▶ _Постановка задачи 1_
Перепишите без изменений записи, начиная с самого начала записей и заканчивая строкой с «[[[226,143],[226,127],[223,127],[224,133],[223,133],[223,144]]]» включительно. Изображения в ответ не включайте.

▶ _Отрывок_
****************************************
Известный художник-шестидесятник И. Снегур провозглашает весну с венами, полными оранжевой крови. Однажды в прозрачный призрачный город явились живая и живой. И у прозрачных жителей появился шанс стать такими же. К. Льюис расцветил город маленьким желтым автобусом, а И. Снегур – яркими коллажными фрагментами иной жизни.
Специальный проект ярмарки – “Офорты на черновиках” Андрея Красулина. Художник экспериментирует в новой для него технике – печатной графике. В этом проекте два участника: литератор и художник. Литератор – Людмила Улицкая, жена художника, ее рукописи использованы в офортах. Красулин превращает их в элемент изобразительной формы. Черновики – стихийный, часто рукописный креативный поток, а также и машинописный текст, в котором стихия “рукописания” упорядочена, – стали здесь объектом графической интерпретации художника. Проект только что вернулся из Русского музея.
Компьютерные проекты на тему натюрморта в стиле вульгарного фотореализма, как и новые экзерсисы Екатерины Рождественской, известной широкой публике серией портретов публичных людей на мотивы шедевров изобразительного искусства, которая бессмысленно-ярко мелькала в глянцевых журналах и на государственных телеканалах, удваивая стереотипы в доверчивых головах, на “Худграфе” были показаны впервые. Однако непрофессиональному посетителю (а такой на ярмарке тоже встречался, хоть и не часто) тематика и техника Рождественской могут оказаться весьма близки и интересны: в конце концов портретная летопись времени, постановочное костюмное фото, с помощью которого удается не только преобразить героя съемки, но и угадать в нем возможный исторический прототип внешности (о судьбе корректно умолчим), – это дело не только художническое, но скорее глубоко социальное. У Рождественской иные задачи, чем у большинства участников “Худграфа”: сформировать у зрителя представление об эстетической неслучайности именно этих представителей культурной, политической и прочих элит нашего общества. Оправдать их присутствие, говоря просто и прямо.
Другой вопрос: насколько оправдана сама попытка подобного оправдания? Но в любом случае решать этот вопрос в рамках “Худграфа” было бы и нелепо, и смешно.
Мелешкевич признает: “Пока выставки подобного рода ориентированы скорее на профессиональный круг и мало обращены к широкому зрителю. Непрофессиональным зрителем в России станковая и печатная графика часто воспринимаются как искусство второстепенное. В то же время европейский рынок демонстрирует растущий интерес к искусству подобного рода. Особенно после того, как его границы существенно расширились благодаря внедрению новейших технологий (например, компьютерной графики). В России недооцененная печатная графика может быть приобретена в несколько раз дешевле своего подобия на Западе”.
****************************************
Записи с контурной разметкой изображений:
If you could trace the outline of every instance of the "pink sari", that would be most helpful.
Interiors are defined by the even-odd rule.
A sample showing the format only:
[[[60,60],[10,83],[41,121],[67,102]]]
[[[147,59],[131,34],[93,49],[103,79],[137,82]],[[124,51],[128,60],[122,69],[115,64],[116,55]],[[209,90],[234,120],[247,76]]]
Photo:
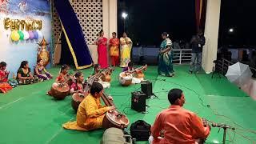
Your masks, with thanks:
[[[104,37],[99,38],[97,42],[98,55],[98,63],[102,69],[108,67],[106,43],[107,38]]]

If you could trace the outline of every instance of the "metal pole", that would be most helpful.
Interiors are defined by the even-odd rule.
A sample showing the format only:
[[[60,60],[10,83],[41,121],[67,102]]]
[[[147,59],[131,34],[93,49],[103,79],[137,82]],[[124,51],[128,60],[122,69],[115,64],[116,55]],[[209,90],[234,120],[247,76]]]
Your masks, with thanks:
[[[126,18],[123,18],[123,32],[126,32]]]
[[[226,143],[226,127],[223,127],[224,133],[223,133],[223,144]]]

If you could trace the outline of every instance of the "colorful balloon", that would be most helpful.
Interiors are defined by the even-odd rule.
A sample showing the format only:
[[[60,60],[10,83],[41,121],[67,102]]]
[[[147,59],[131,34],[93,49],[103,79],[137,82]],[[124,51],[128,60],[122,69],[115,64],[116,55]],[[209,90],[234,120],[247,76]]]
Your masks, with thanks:
[[[23,40],[23,39],[24,39],[24,34],[23,34],[23,32],[21,31],[21,30],[18,30],[18,34],[19,34],[19,39],[20,39],[20,40]]]
[[[29,33],[27,32],[27,31],[26,31],[26,30],[22,30],[22,32],[23,32],[23,34],[24,34],[24,40],[27,40],[28,38],[30,38],[30,34],[29,34]]]
[[[37,30],[33,30],[33,34],[34,34],[34,39],[38,39],[38,34]]]
[[[30,34],[30,39],[34,39],[34,34],[32,31],[29,31],[29,34]]]
[[[42,38],[42,32],[41,32],[40,30],[37,30],[37,32],[38,32],[38,38],[39,38],[39,39]]]
[[[17,42],[19,40],[19,34],[17,30],[13,30],[10,34],[10,38],[13,41]]]

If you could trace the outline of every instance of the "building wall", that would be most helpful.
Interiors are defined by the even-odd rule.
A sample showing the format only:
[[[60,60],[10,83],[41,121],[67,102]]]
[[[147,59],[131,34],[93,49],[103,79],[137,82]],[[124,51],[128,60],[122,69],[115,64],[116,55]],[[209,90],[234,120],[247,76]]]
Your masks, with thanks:
[[[42,20],[42,36],[50,42],[51,48],[51,14],[50,3],[45,0],[26,1],[12,0],[0,2],[0,62],[7,63],[10,77],[16,74],[22,61],[26,60],[33,70],[36,65],[39,39],[27,39],[13,42],[11,30],[4,28],[4,18],[18,20]],[[21,28],[19,28],[21,30]],[[27,31],[27,30],[26,30]],[[49,65],[50,66],[50,65]]]
[[[70,2],[79,20],[93,61],[98,63],[95,45],[98,34],[103,30],[105,37],[109,39],[112,31],[117,32],[117,0],[70,0]],[[61,25],[54,7],[53,11],[53,31],[56,45],[58,42],[61,42],[58,41]],[[55,46],[55,50],[60,49],[59,45]]]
****************************************
▶ _Постановка задачи 2_
Почему, согласно отрывку о ярмарке «Худграф», тематика и техника Рождественской могут оказаться близки и интересны непрофессиональному посетителю? Ответьте в одном–трех предложениях.

▶ _Итоговый результат 1_
If you could trace the outline of every instance of the "pink sari", that would be most helpful.
Interiors are defined by the even-odd rule.
A sample showing the format only:
[[[60,60],[10,83],[41,121],[67,102]]]
[[[147,59],[131,34],[93,49],[103,79],[137,82]],[[124,51],[128,60],[122,69],[115,64],[116,55]],[[209,90],[234,120],[247,76]]]
Photo:
Your masks, with thanks:
[[[104,37],[99,38],[97,42],[98,55],[98,63],[102,69],[108,67],[106,43],[107,38]]]

If you could trace the outline of every instance of the "metal pole", that would be most helpful.
Interiors are defined by the even-odd rule.
A sample showing the format only:
[[[60,60],[10,83],[41,121],[67,102]]]
[[[147,59],[131,34],[93,49],[103,79],[137,82]],[[124,51],[128,60],[122,69],[115,64],[116,55]],[[209,90],[234,120],[247,76]]]
Your masks, with thanks:
[[[126,18],[123,18],[123,32],[126,32]]]
[[[226,143],[226,127],[223,127],[224,133],[223,133],[223,144]]]

▶ _Итоговый результат 2_
Портретная летопись времени и постановочное костюмное фото — дело не только художническое, но скорее глубоко социальное. Такое фото позволяет преобразить героя съемки и угадать в нем возможный исторический прототип внешности.